THE DATA: Begin

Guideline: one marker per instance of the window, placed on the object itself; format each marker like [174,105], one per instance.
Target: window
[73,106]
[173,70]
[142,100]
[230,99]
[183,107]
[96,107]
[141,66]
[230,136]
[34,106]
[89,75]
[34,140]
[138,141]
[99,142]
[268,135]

THE DATA: End

■ **WORK REQUEST**: Going line by line, copy the data above exactly.

■ **RESULT**:
Guideline: one marker per instance of the window, placed on the object itself; format each marker like [174,105], one per instance.
Target: window
[73,106]
[173,70]
[142,100]
[230,99]
[183,107]
[96,107]
[141,66]
[230,136]
[34,106]
[89,75]
[34,140]
[138,141]
[99,142]
[268,135]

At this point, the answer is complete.